[Estratto del dataset]
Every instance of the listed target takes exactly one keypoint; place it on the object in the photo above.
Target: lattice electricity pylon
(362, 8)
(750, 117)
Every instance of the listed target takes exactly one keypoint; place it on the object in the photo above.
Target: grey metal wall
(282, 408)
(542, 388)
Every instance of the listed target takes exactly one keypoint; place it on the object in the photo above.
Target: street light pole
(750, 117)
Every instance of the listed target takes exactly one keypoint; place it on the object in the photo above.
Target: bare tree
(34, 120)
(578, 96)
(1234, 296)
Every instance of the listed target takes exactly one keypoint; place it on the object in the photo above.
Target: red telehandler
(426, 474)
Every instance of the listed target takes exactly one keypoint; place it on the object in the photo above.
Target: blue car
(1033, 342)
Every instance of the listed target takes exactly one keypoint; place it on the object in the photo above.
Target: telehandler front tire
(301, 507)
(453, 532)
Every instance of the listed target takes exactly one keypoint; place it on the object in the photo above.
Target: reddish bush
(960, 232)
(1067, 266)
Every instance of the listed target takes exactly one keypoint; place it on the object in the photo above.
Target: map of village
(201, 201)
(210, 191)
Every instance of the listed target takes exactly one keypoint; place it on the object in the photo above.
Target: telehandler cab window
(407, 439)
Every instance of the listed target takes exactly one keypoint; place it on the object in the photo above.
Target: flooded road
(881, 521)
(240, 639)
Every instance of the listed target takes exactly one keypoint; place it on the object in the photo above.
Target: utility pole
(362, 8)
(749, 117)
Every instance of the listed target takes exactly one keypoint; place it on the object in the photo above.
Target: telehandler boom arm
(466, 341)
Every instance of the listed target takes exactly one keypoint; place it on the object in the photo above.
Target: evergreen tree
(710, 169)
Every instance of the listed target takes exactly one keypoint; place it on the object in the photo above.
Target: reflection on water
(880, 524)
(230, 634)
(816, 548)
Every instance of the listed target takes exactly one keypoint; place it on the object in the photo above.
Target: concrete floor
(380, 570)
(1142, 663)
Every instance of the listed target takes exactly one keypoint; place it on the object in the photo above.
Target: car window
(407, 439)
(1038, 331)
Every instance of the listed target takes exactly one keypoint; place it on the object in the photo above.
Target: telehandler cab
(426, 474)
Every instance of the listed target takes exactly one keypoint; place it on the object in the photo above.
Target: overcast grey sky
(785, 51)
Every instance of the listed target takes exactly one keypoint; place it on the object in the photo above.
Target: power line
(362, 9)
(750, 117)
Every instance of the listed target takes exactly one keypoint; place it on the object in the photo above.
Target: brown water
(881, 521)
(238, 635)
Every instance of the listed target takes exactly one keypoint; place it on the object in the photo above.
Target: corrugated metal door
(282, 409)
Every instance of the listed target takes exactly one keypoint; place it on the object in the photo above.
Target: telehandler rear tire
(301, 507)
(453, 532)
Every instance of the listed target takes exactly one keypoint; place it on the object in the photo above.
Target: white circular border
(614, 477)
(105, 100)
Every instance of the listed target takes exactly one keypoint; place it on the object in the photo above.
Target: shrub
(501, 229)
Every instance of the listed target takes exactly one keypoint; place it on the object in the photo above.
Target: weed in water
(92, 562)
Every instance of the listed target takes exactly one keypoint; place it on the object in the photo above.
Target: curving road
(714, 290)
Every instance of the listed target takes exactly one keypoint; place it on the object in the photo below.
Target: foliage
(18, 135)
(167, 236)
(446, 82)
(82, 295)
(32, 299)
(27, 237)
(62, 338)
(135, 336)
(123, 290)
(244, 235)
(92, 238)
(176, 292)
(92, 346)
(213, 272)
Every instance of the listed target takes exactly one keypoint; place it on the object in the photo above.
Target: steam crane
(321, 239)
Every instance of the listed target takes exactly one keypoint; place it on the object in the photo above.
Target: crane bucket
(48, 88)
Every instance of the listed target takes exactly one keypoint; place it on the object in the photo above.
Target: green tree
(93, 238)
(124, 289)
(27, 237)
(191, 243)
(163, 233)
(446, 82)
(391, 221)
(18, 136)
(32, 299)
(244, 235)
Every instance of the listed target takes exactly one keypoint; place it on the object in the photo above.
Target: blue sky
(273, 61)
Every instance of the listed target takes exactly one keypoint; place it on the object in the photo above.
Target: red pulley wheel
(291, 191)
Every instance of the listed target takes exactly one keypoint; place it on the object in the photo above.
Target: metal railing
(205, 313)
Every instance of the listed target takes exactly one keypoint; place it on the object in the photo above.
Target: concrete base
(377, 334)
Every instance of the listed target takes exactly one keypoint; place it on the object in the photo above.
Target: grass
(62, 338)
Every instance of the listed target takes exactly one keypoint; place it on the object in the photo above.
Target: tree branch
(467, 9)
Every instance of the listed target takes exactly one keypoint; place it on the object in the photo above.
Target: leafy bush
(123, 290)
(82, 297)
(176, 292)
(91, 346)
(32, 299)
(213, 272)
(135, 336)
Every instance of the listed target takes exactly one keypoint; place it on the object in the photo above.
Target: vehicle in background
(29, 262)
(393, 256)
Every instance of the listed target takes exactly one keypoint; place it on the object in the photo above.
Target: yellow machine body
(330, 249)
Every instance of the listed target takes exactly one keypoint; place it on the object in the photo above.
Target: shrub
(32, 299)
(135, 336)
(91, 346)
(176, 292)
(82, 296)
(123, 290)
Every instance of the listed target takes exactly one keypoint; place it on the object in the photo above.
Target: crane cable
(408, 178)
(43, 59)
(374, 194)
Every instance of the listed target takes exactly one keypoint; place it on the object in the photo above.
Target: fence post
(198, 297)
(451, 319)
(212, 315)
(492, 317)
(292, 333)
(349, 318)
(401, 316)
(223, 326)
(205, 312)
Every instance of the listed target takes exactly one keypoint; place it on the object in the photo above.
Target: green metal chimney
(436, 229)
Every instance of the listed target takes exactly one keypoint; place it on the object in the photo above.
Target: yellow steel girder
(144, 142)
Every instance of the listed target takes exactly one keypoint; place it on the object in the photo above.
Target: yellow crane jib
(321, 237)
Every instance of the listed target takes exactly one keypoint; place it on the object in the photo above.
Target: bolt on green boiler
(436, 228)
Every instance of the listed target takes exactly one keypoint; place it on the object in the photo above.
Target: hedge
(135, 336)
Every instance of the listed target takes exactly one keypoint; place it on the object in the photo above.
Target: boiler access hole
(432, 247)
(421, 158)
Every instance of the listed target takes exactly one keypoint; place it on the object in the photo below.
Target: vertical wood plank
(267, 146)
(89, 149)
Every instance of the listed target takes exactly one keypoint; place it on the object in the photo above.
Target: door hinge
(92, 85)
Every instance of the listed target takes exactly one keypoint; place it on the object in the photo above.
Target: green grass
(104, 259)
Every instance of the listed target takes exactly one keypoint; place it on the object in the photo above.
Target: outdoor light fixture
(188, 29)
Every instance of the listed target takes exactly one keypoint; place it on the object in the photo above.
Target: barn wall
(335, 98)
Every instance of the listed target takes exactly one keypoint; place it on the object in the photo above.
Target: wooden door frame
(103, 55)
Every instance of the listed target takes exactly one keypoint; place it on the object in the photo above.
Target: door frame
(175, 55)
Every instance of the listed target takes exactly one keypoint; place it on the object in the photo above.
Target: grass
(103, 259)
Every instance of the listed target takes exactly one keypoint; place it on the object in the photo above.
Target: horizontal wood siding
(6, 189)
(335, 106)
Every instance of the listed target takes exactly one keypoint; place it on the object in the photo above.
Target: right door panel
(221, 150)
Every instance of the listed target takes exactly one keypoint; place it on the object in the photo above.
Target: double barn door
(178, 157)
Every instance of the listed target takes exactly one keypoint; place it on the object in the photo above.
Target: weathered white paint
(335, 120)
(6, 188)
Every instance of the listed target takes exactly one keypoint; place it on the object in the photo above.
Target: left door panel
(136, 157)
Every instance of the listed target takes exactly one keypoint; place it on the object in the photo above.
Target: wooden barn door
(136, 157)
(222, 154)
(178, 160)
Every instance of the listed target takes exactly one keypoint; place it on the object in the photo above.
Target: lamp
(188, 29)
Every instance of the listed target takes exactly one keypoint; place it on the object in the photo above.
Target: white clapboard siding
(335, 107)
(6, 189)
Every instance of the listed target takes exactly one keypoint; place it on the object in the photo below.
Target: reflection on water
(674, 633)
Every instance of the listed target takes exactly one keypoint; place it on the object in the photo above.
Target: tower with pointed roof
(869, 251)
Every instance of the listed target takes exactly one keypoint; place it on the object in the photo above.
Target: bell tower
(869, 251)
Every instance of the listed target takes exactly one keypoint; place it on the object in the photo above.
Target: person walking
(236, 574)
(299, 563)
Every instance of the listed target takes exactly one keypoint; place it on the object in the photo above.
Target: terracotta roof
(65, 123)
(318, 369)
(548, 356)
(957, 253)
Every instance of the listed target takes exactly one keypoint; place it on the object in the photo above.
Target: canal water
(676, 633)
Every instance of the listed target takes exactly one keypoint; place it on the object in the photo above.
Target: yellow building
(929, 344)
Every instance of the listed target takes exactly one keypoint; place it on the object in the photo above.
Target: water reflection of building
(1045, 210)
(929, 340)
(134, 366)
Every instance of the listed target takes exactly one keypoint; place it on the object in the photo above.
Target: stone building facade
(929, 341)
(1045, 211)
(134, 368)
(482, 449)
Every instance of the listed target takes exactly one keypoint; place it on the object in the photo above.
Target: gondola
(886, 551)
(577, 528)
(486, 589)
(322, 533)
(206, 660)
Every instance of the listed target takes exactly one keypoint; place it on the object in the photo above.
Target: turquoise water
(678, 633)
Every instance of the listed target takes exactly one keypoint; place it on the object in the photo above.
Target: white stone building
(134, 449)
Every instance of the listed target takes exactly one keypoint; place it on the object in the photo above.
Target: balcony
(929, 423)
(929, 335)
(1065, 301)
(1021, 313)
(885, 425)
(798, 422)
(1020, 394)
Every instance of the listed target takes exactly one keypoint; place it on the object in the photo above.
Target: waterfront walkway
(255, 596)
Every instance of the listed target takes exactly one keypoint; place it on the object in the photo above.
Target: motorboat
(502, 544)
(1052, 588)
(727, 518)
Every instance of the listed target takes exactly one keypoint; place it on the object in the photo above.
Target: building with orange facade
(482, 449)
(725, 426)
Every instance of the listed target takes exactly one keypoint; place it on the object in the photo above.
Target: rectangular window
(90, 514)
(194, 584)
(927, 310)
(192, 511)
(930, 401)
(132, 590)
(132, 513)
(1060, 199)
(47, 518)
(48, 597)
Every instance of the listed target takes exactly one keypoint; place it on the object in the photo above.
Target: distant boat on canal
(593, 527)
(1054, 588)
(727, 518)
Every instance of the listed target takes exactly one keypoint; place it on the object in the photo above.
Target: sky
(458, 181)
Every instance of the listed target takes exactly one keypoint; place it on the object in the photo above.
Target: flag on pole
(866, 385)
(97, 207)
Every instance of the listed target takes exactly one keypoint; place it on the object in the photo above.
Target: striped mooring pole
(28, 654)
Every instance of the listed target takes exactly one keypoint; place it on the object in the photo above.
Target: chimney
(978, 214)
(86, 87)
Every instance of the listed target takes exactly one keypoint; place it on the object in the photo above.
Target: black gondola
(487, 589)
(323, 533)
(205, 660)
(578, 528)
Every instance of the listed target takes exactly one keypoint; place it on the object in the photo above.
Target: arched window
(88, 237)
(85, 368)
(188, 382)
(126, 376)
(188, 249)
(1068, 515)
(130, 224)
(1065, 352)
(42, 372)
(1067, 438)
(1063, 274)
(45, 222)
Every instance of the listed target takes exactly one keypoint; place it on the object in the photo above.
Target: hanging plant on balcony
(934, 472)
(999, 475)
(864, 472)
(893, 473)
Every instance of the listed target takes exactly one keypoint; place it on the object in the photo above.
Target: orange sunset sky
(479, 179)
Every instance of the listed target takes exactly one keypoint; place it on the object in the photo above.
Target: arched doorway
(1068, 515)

Richiesta: Individua ogni riga qui sopra in cui compare la parola "siding", distinguendo tra maiuscole e minuscole, e copiala.

Risposta:
Target: horizontal wood siding
Target: white clapboard siding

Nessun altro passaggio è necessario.